- [Instruções]:
A) Segundo a resenha, com que objetivo os Vogons iniciam a demolição do planeta?
B) Transcreva tudo o que está na resenha, de "Por incentivo (e" até "dos habitantes dele.".

- [Texto da página]:
+-------+

LOHS 02/02/2017
#LOHS: Bel - a mochileira dos livros
Essa é uma daquelas séries de que você sempre ouve falar e tem curiosidade para ler, mas que não tem certeza ainda se deve ou não investir seu tempo. Bom, eu vim aqui para convencer você a cruzar a linha entre o não sei se quero e o com certeza vou ler.
Antes, preciso confessar que eu mesma não tinha dado essa chance à série. Desde meus 13 anos já conhecia por nome, sabia que tinha se tornado referência nerd clássica e tinha a curiosidade; afinal, o que significa 42? Como uma toalha pode ser uma ferramenta de sobrevivência? E por que diabos o personagem principal está de roupão?
Por incentivo (e muito, por sinal) do meu melhor amigo, finalmente arrisquei e aproveitei a chance proporcionada pela Editora Arqueiro para descobrir as respostas para as minhas perguntas.
A série gira em torno da vida de Arthur Dent, um humano comum, britânico, obcecado por chá e um pouco distraído, de seu amigo Ford Prefect e as aventuras que se desencadeiam após a destruição do mundo por uma raça alienígena bem pouco amigável: com o objetivo de criar uma via expressa interespacial, os Vogons iniciam a demolição do planeta, apesar da surpresa dos habitantes dele.
— Como assim nunca estiveram em Alfa do Centauro? Ora bolas, humanidade, fica só a quatro anos-luz daqui! Desculpem, mas se vocês não se dão ao trabalho de se interessar pelas questões locais, o problema é de vocês. — Após uma pausa disse: — Energizar os raios demolidores.
Das Escotilhas saíram fachos de luz.

+-------+

- [Dados fornecidos]:
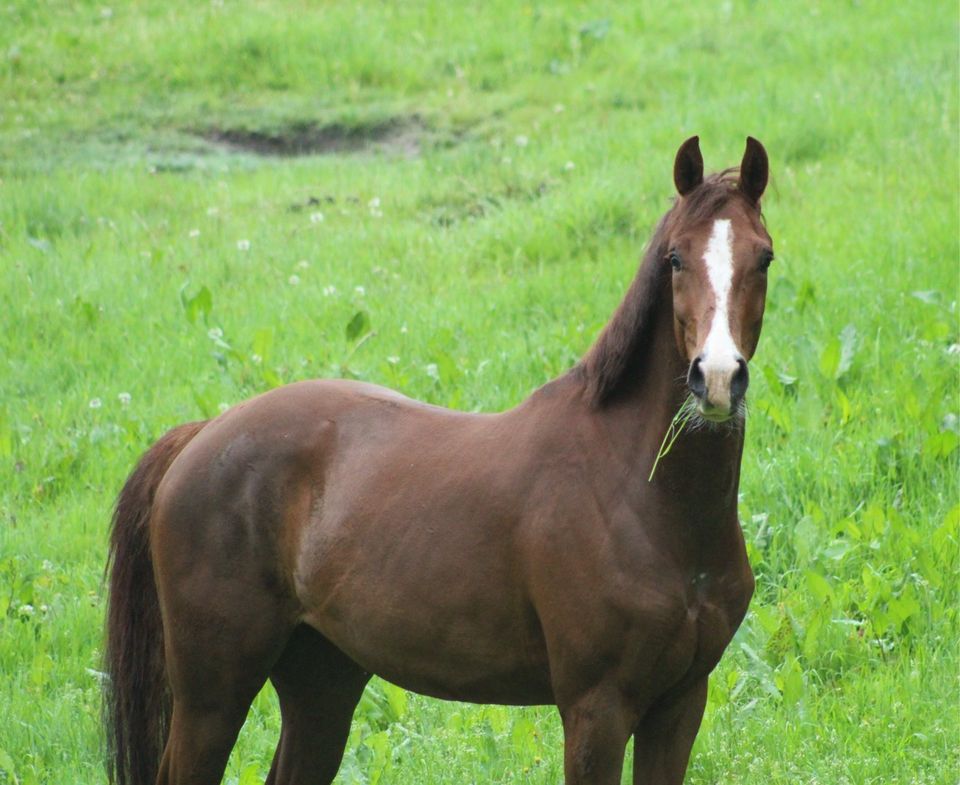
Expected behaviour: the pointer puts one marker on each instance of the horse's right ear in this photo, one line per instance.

+-------+

- [Respostas do exercício]:
A) Para criar uma via expressa interespacial.

B)
Por incentivo (e muito, por sinal) do meu melhor amigo, finalmente arrisquei e aproveitei a chance proporcionada pela Editora Arqueiro para descobrir as respostas para as minhas perguntas.
A série gira em torno da vida de Arthur Dent, um humano comum, britânico, obcecado por chá e um pouco distraído, de seu amigo Ford Prefect e as aventuras que se desencadeiam após a destruição do mundo por uma raça alienígena bem pouco amigável: com o objetivo de criar uma via expressa interespacial, os Vogons iniciam a demolição do planeta, apesar da surpresa dos habitantes dele.